(Referring expression pointing data)
"""
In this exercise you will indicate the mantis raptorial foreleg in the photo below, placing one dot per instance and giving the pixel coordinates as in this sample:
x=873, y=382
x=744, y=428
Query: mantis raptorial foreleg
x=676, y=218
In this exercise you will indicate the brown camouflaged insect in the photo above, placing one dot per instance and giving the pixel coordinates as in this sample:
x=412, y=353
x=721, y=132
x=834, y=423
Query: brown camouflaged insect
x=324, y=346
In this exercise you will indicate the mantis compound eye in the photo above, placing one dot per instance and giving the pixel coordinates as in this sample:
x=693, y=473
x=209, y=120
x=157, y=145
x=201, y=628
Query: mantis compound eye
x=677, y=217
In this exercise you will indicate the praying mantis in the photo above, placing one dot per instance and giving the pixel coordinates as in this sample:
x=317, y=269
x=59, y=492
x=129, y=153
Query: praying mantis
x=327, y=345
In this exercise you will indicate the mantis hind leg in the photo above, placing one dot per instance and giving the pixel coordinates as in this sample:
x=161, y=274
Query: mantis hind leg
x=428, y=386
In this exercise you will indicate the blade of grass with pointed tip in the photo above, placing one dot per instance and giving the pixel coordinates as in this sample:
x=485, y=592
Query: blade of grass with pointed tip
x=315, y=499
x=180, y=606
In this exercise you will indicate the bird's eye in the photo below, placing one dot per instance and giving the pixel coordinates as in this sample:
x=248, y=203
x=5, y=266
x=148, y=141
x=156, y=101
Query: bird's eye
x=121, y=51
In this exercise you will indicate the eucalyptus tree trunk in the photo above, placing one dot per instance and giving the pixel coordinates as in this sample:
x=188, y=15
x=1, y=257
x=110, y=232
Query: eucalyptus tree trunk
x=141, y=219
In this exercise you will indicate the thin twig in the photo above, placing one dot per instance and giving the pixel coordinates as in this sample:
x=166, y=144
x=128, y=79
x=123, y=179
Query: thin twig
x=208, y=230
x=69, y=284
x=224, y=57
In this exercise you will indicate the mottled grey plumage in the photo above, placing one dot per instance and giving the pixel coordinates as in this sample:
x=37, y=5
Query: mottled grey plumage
"""
Aim of the exercise: Your answer should consist only of the lines above between the line holding "In this exercise you will indicate the praying" and the line holding "In this exercise you will indicate the mantis hind", inclusive, each transcribed exactly.

Written answer:
In this exercise you will indicate the praying mantis in the photo above, placing one dot per instance and giving the pixel coordinates as in this sample:
x=317, y=269
x=59, y=492
x=129, y=153
Query: praying mantis
x=327, y=345
In this exercise you will indicate the mantis hind leg in the photo above, placing one dot per instance and giving the pixel coordinates as in this sample:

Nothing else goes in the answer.